___ Supplied records

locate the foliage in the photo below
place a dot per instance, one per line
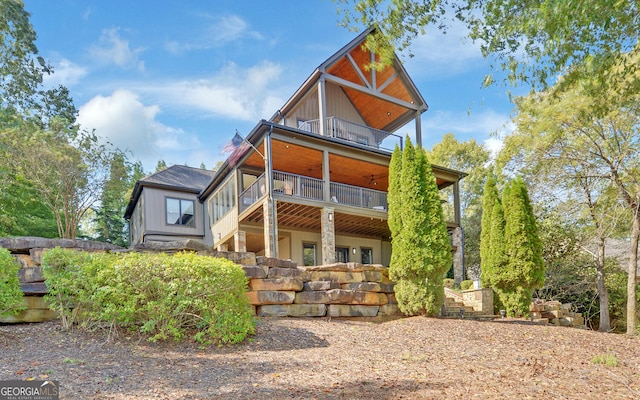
(10, 291)
(471, 158)
(533, 41)
(490, 200)
(555, 132)
(523, 268)
(607, 359)
(394, 200)
(22, 212)
(421, 249)
(160, 295)
(66, 168)
(114, 198)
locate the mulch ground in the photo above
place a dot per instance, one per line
(410, 358)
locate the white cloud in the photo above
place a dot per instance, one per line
(131, 125)
(66, 73)
(486, 126)
(245, 94)
(115, 50)
(220, 32)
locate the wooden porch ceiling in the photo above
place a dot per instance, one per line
(305, 217)
(301, 160)
(305, 161)
(376, 112)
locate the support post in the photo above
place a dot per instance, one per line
(328, 235)
(240, 241)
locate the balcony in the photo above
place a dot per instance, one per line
(353, 133)
(304, 187)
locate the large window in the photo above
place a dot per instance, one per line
(366, 255)
(309, 254)
(342, 254)
(180, 212)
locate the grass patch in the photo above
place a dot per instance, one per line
(605, 359)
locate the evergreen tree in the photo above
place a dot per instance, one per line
(523, 268)
(421, 252)
(111, 225)
(489, 201)
(393, 192)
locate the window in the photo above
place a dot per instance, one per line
(366, 255)
(222, 200)
(180, 212)
(309, 254)
(342, 254)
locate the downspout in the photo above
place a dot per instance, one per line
(268, 159)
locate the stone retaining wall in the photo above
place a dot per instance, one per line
(27, 251)
(279, 288)
(276, 287)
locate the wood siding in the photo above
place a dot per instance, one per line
(338, 105)
(155, 213)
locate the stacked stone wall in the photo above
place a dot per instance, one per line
(276, 287)
(279, 288)
(27, 251)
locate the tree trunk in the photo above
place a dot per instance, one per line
(631, 278)
(603, 295)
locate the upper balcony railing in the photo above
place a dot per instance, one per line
(354, 133)
(305, 187)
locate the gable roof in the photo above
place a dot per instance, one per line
(176, 177)
(386, 99)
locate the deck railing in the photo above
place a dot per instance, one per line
(251, 194)
(297, 185)
(353, 132)
(358, 197)
(312, 188)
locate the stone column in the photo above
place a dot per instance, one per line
(240, 241)
(458, 255)
(328, 235)
(270, 229)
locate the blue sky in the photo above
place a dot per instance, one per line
(173, 80)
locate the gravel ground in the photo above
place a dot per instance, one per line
(410, 358)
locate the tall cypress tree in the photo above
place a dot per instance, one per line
(524, 266)
(393, 192)
(421, 252)
(489, 200)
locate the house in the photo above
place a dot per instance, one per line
(165, 206)
(309, 184)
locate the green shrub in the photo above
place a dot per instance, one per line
(466, 284)
(10, 291)
(68, 281)
(605, 359)
(160, 295)
(448, 283)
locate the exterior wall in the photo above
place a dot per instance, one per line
(136, 222)
(155, 218)
(338, 105)
(351, 242)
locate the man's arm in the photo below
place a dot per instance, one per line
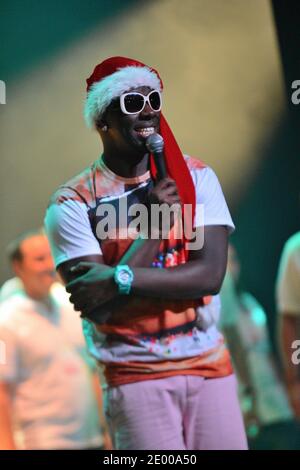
(6, 433)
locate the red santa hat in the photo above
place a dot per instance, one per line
(117, 75)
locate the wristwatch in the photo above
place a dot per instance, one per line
(123, 278)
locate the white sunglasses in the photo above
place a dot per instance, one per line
(134, 102)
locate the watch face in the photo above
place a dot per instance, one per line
(124, 277)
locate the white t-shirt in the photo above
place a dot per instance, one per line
(43, 360)
(288, 280)
(72, 220)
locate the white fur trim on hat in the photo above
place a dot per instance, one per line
(103, 92)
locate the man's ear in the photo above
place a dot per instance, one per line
(101, 124)
(17, 267)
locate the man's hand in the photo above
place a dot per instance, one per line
(93, 286)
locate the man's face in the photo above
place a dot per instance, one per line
(36, 268)
(128, 132)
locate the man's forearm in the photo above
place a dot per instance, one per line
(288, 334)
(141, 253)
(186, 281)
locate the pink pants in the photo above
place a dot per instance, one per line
(176, 413)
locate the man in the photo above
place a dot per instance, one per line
(244, 324)
(47, 387)
(168, 383)
(288, 304)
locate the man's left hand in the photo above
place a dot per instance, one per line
(93, 286)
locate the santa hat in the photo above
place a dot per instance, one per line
(113, 77)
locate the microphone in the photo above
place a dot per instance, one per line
(155, 145)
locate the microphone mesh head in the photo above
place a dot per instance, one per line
(155, 143)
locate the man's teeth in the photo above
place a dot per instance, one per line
(145, 131)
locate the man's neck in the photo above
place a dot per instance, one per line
(127, 167)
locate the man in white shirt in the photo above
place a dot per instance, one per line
(288, 303)
(47, 387)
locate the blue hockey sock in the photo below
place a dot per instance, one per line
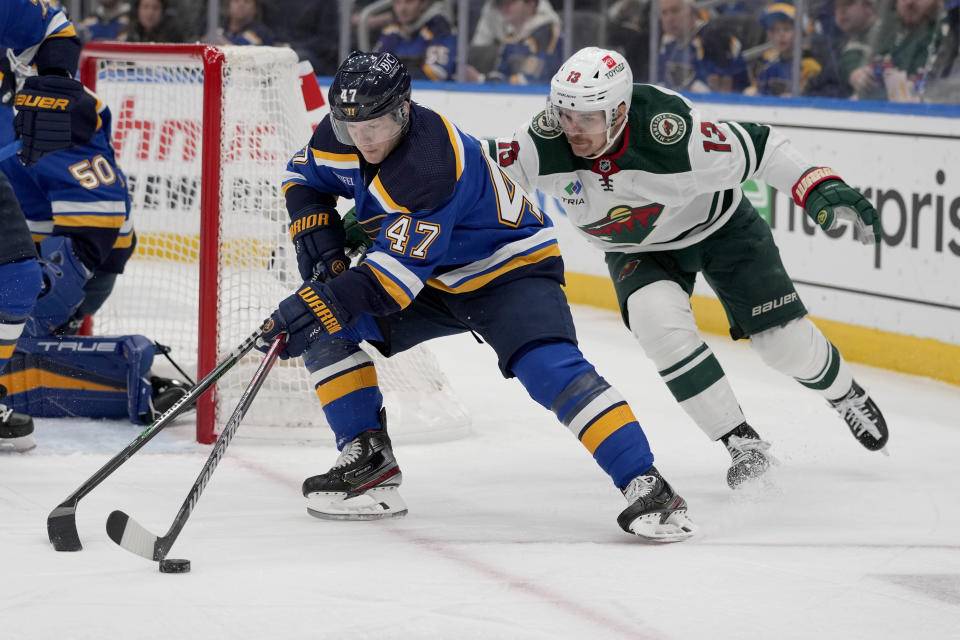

______

What is expected: Please lay out the stretch from the line containing "locate the man's teeth in the photo above" through the end of the rows as a Markdown table with the columns Number and Row line. Give each line its own number, skip blank lines, and omit the pictures.

Final answer:
| Number | Row line |
|---|---|
| 1 | locate the man's teeth in the photo above |
| 2 | place a dot per instance, one per line |
| 3 | (145, 131) |
| 4 | locate the man's neck in the photo above |
| 5 | place a dot per instance, one per line |
| 6 | (127, 167) |
| 7 | locate the man in white shirt in the photo above |
| 8 | place a dot per instance, one per line |
| 9 | (288, 303) |
| 10 | (47, 387) |
| 11 | locate the blue hockey sock in the photo below |
| 12 | place a dot per instance, one per line |